Source data
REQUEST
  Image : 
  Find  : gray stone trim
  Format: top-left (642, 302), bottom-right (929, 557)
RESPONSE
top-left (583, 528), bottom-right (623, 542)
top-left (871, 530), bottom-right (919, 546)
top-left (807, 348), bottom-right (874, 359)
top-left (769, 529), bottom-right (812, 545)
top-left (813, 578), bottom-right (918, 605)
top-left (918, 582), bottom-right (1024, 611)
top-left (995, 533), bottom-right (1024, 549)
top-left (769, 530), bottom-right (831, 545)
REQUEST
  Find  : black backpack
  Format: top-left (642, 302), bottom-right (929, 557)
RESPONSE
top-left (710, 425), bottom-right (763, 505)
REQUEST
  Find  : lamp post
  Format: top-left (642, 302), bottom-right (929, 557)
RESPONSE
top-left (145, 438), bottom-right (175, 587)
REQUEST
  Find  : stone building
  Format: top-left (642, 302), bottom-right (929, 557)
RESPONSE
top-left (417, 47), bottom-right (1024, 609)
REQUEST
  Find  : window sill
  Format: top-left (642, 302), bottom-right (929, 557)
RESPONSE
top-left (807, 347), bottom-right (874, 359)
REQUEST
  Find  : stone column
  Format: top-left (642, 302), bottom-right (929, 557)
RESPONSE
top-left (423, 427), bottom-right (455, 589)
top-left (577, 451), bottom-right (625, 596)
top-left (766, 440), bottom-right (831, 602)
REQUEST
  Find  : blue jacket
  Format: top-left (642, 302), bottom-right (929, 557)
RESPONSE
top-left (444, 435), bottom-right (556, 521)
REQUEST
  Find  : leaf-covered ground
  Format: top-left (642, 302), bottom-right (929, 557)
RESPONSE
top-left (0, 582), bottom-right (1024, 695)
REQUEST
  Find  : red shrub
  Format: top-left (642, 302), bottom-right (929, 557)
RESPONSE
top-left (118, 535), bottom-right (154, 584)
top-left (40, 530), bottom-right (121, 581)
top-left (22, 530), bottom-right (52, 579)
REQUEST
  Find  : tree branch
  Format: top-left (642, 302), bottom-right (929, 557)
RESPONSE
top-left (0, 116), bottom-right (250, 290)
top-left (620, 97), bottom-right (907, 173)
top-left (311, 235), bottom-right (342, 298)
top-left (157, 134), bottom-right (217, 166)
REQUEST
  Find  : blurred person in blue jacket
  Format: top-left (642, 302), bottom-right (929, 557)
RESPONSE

■ What you have to do
Output the records, from their first line through the line that contains "top-left (22, 530), bottom-right (52, 579)", as a JSON list of strings with one string per line and no blank lines.

■ Solution
[
  "REQUEST",
  "  Image : ",
  "  Find  : gray stone trim",
  "  Format: top-left (642, 302), bottom-right (929, 557)",
  "RESPONSE",
  "top-left (583, 528), bottom-right (623, 542)",
  "top-left (871, 530), bottom-right (919, 546)",
  "top-left (807, 348), bottom-right (874, 359)",
  "top-left (769, 529), bottom-right (812, 545)",
  "top-left (813, 578), bottom-right (918, 605)",
  "top-left (918, 582), bottom-right (1024, 611)",
  "top-left (995, 533), bottom-right (1024, 549)",
  "top-left (769, 530), bottom-right (831, 545)",
  "REQUEST",
  "  Find  : black backpack",
  "  Format: top-left (642, 302), bottom-right (929, 557)",
  "RESPONSE",
  "top-left (710, 425), bottom-right (763, 505)",
  "REQUEST",
  "  Find  : lamp post",
  "  Format: top-left (642, 302), bottom-right (929, 557)",
  "RESPONSE",
  "top-left (145, 438), bottom-right (175, 587)",
  "REQUEST",
  "  Find  : stone building",
  "  Format: top-left (642, 302), bottom-right (929, 557)",
  "RESPONSE",
  "top-left (417, 47), bottom-right (1024, 609)",
  "REQUEST",
  "  Find  : window sill",
  "  Format: top-left (642, 302), bottom-right (929, 557)",
  "RESPONSE",
  "top-left (807, 347), bottom-right (874, 359)",
  "REQUEST",
  "  Find  : stone column",
  "  Format: top-left (642, 302), bottom-right (929, 557)",
  "RESPONSE",
  "top-left (423, 427), bottom-right (455, 589)",
  "top-left (577, 451), bottom-right (625, 596)",
  "top-left (766, 440), bottom-right (831, 602)",
  "REQUEST",
  "  Find  : blue jacket",
  "  Format: top-left (642, 302), bottom-right (929, 557)",
  "RESPONSE",
  "top-left (444, 435), bottom-right (556, 521)",
  "REQUEST",
  "  Find  : leaf-covered ground",
  "  Format: top-left (642, 302), bottom-right (929, 557)",
  "RESPONSE",
  "top-left (0, 582), bottom-right (1024, 695)",
  "REQUEST",
  "  Find  : red shrub",
  "  Format: top-left (642, 302), bottom-right (929, 557)",
  "RESPONSE",
  "top-left (118, 535), bottom-right (154, 584)",
  "top-left (40, 530), bottom-right (121, 581)",
  "top-left (22, 530), bottom-right (52, 579)"
]